▶ _TASK DETAILS_
Rewrite every line of the records below as a numbered list, omitting any blank lines.

--

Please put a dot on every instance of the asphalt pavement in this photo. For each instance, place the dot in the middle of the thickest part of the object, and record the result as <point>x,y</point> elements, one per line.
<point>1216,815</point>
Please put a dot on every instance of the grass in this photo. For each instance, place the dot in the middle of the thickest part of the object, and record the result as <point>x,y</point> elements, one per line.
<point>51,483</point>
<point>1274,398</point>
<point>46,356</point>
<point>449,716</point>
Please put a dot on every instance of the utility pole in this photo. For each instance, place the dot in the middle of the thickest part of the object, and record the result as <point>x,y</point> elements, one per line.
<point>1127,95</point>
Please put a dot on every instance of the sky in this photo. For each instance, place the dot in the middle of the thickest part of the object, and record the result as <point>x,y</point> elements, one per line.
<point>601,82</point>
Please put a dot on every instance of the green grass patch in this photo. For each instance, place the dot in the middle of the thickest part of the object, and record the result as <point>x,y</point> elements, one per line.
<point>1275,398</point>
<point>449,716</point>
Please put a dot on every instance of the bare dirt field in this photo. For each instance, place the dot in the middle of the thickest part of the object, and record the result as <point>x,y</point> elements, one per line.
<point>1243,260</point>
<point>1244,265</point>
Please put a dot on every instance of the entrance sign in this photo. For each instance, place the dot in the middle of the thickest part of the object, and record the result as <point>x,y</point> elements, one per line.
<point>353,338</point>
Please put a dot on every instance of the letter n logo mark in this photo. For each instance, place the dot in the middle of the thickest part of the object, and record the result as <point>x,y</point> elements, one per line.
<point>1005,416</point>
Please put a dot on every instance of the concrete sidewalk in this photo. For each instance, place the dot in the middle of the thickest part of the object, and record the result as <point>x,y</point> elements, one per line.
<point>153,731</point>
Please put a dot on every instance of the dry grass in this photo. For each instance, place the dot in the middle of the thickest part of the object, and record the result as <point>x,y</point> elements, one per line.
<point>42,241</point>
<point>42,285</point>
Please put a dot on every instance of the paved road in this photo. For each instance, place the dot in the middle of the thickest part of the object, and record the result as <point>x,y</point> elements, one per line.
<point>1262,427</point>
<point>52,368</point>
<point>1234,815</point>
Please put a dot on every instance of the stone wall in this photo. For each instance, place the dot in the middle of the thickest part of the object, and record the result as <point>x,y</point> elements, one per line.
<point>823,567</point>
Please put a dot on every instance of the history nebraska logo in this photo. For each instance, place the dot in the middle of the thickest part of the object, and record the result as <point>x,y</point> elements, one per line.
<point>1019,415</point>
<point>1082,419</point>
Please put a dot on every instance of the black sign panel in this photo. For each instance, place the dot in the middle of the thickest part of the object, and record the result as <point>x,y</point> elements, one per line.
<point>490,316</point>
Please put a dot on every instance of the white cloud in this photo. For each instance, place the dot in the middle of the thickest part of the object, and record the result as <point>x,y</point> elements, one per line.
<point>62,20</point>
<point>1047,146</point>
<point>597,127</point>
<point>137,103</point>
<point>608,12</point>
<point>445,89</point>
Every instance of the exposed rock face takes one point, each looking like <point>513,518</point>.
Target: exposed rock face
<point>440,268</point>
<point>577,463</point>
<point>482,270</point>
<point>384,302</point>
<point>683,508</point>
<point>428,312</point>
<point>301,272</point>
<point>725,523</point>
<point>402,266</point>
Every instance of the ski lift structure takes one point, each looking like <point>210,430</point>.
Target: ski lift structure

--

▶ _CORRECT RESPONSE_
1. Please put a dot on every instance of the asphalt pavement in this photo. For each instance, place the dot in the middle of the thickest part of the object, and record the result as <point>x,y</point> elements, one per line.
2. <point>1216,815</point>
3. Please put a dot on every instance of the grass in this photo. For each instance, place the dot in the middle of the thickest part of the object, and record the result as <point>x,y</point> elements, one per line.
4. <point>51,483</point>
5. <point>1274,398</point>
6. <point>46,356</point>
7. <point>449,716</point>
8. Please put a dot on every instance of the utility pole in this photo. For each instance, place the dot in the middle of the thickest part of the object, and record the result as <point>x,y</point> elements, one per line.
9. <point>1127,95</point>
10. Please put a dot on every instance of the sky in this photo. For each instance, place the dot in the middle of the thickest part of the object, and record the result as <point>x,y</point> elements, one per line.
11. <point>601,82</point>
12. Please put a dot on every instance of the green grass patch in this photo. For each instance, place the dot in the middle of the thickest part of the object, and record the result as <point>x,y</point> elements, one per line.
13. <point>1275,398</point>
14. <point>449,716</point>
15. Please put a dot on every instance of the bare dirt field in this photo. For each instance, place the dot in the middle of the thickest part of the object, and record the result as <point>x,y</point> elements, one per line.
16. <point>1243,260</point>
17. <point>1244,265</point>
18. Please put a dot on every instance of the entrance sign in this photo. For each instance, place the dot in the middle of the thickest part of the object, and record the result as <point>x,y</point> elements, one per line.
19. <point>353,338</point>
20. Please put a dot on every instance of the letter n logo mark in this photo. For each instance, place the dot in the middle of the thickest part of the object, and record the result as <point>x,y</point> elements, one per line.
21. <point>1005,416</point>
22. Please put a dot on every instance of the concrete sidewalk in this photo. For each instance, place the dot in the middle of the thickest part of the object, and record the result as <point>x,y</point> elements, one per line.
23. <point>153,731</point>
24. Please put a dot on every instance of the dry grass in this photo. For each instance, place the dot in the middle of the thickest part of the object, and record the result as <point>x,y</point> elements, one per line.
25. <point>42,241</point>
26. <point>42,285</point>
27. Please put a dot on every instance of the paved road in this photo. For each instance, place the dot in the middle of the thickest part of the object, and record the result as <point>x,y</point> elements, one per line.
28. <point>1262,427</point>
29. <point>52,368</point>
30. <point>1234,815</point>
31. Please put a dot on every instance of the stone wall in this photo. For each instance, place the dot in the middle of the thickest part of the object, and record the result as <point>x,y</point> elements, one per line.
32. <point>823,567</point>
33. Please put a dot on every instance of the history nebraska logo in this photo. For each instance, place the dot in the middle of the thickest part of the object, and record the result as <point>x,y</point> elements, one per line.
34. <point>1019,415</point>
35. <point>1082,419</point>
36. Please put a dot on every instance of the black sign panel in this photo. For each instance, place the dot in the middle of the thickest part of the object, and record the result as <point>x,y</point> elements, one per line.
37. <point>490,316</point>
38. Please put a dot on every instance of the white cloud in this photo. For each instance, place the dot in the middle of the thickest part of the object, and record the result as <point>x,y</point> elements, one per line.
39. <point>62,20</point>
40. <point>1047,146</point>
41. <point>597,127</point>
42. <point>137,103</point>
43. <point>608,12</point>
44. <point>445,89</point>
45. Every instance of the exposed rock face takes one point, each looking like <point>513,518</point>.
46. Target: exposed rock face
47. <point>440,268</point>
48. <point>577,463</point>
49. <point>482,270</point>
50. <point>384,302</point>
51. <point>683,508</point>
52. <point>428,312</point>
53. <point>301,272</point>
54. <point>725,523</point>
55. <point>402,266</point>
56. Every instance of the ski lift structure takes one point, each looking like <point>210,430</point>.
57. Target: ski lift structure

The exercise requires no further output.